_What to produce_.
Gather every line of the records below that contains the string "negative", and copy each one out in full.

(Stored records)

[Start of section]

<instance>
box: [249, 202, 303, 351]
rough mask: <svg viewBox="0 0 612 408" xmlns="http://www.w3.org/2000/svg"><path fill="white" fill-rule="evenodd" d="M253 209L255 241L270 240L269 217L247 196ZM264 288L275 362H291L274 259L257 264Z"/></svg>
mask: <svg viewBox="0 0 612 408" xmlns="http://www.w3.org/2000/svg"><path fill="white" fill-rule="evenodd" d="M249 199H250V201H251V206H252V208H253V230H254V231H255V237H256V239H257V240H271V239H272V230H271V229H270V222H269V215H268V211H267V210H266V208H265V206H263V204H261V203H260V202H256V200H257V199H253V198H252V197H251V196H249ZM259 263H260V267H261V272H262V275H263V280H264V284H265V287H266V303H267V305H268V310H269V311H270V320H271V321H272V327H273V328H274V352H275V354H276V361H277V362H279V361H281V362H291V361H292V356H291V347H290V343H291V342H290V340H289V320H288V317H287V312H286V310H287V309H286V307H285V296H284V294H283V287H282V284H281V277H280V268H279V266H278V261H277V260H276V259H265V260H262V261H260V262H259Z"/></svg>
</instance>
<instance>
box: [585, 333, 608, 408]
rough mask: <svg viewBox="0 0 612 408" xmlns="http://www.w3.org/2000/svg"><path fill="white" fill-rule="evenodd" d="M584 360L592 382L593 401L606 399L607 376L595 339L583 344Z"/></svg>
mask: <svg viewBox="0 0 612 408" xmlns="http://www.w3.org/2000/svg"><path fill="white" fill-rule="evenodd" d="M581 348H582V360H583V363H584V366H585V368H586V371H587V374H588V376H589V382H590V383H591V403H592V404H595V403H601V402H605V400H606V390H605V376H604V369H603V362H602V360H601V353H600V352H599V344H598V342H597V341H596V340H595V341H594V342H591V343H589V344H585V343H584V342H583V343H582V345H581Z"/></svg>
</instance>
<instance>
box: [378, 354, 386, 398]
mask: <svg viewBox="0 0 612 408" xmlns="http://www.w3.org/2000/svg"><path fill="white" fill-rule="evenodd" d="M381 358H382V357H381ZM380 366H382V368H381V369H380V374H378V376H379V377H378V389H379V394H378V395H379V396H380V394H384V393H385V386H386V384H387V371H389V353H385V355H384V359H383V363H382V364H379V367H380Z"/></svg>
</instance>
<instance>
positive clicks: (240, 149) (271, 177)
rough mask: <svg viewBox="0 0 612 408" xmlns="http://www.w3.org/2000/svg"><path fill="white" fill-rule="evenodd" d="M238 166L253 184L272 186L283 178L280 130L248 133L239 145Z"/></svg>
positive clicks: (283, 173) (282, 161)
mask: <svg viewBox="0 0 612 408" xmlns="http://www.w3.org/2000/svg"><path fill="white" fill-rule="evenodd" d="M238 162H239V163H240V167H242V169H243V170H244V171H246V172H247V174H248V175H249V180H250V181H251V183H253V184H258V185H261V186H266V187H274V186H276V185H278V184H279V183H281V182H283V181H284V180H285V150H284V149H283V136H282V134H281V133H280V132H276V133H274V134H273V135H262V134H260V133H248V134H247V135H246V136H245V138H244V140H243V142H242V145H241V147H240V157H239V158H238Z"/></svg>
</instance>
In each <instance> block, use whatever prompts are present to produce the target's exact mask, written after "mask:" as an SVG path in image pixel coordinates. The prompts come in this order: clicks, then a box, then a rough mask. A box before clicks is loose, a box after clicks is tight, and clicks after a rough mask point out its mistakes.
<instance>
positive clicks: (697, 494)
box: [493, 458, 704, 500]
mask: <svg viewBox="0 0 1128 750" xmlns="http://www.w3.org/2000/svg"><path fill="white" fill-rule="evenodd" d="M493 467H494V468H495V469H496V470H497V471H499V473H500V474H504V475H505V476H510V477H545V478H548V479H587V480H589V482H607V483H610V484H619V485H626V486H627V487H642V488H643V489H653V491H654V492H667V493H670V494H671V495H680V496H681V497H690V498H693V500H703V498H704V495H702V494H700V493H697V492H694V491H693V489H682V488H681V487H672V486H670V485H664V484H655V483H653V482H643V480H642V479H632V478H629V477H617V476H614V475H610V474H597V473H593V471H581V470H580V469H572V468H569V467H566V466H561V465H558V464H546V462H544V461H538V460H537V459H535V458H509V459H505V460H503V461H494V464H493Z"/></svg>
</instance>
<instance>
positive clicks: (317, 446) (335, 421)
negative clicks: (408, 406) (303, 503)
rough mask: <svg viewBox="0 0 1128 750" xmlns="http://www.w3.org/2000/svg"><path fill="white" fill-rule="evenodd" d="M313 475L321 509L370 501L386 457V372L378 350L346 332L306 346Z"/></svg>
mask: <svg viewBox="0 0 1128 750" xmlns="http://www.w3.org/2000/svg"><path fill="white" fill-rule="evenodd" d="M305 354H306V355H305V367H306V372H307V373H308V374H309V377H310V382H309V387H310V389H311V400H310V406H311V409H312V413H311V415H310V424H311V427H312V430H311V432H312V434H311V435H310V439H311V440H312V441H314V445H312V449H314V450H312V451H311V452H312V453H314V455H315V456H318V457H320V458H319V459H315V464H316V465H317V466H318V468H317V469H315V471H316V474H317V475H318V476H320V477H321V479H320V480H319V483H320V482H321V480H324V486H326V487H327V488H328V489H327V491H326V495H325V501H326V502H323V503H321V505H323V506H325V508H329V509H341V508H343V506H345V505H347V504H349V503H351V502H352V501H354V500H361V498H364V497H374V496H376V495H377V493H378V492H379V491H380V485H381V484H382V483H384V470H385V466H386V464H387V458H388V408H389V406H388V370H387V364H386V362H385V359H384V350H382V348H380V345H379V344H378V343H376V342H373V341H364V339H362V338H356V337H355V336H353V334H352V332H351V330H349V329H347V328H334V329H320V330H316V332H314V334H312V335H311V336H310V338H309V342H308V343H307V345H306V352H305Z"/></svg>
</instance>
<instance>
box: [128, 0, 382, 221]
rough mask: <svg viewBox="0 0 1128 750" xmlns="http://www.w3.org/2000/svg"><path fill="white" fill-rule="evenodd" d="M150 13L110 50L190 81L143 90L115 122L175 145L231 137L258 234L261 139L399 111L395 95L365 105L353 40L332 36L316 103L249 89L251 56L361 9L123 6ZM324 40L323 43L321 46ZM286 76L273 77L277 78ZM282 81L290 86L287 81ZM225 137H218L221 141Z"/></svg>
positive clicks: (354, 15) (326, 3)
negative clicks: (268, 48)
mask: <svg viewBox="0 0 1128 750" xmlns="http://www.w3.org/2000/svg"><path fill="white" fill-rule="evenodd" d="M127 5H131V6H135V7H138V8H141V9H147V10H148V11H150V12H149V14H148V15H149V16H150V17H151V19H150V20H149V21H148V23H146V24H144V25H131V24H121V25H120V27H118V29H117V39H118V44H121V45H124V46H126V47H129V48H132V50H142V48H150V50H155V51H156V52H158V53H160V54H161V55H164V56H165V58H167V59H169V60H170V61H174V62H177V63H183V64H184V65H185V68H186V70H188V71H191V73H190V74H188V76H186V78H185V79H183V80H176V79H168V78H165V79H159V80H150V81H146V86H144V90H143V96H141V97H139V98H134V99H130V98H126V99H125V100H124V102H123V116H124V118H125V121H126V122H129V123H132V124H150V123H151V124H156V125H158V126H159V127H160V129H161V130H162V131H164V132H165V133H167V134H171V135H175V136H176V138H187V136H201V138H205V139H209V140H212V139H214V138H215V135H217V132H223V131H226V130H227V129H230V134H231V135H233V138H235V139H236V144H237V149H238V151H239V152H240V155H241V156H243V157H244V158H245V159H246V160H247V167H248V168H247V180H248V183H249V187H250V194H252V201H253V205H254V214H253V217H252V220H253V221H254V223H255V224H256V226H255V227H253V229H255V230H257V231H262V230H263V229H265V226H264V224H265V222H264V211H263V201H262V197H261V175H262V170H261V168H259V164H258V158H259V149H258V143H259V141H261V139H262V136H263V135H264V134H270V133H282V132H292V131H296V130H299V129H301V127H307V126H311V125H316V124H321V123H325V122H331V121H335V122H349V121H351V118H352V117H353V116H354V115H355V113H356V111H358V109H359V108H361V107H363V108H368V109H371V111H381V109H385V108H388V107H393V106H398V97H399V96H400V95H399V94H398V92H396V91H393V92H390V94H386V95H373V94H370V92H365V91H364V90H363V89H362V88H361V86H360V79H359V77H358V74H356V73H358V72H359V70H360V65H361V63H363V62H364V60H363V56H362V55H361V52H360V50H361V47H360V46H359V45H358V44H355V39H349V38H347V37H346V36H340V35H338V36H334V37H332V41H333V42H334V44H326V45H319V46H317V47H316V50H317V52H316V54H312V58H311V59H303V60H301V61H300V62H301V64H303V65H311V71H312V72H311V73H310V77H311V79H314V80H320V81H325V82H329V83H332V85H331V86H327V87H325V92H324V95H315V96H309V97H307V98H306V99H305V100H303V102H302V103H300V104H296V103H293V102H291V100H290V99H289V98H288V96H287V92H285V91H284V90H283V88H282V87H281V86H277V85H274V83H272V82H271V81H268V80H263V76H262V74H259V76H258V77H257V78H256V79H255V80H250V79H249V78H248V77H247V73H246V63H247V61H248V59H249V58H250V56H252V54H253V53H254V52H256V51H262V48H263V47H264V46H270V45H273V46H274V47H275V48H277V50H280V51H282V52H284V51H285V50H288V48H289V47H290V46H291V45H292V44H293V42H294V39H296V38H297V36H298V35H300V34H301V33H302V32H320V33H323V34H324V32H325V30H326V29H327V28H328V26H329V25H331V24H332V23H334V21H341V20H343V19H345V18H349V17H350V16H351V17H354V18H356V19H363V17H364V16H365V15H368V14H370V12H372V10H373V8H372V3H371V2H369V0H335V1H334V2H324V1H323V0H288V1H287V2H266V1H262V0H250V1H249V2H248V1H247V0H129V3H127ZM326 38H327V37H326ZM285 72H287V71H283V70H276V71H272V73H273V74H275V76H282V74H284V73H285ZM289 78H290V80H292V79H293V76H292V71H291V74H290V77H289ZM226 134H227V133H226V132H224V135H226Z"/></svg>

[End of section]

_Final answer_.
negative clicks: (408, 406) (303, 503)
negative clicks: (268, 48)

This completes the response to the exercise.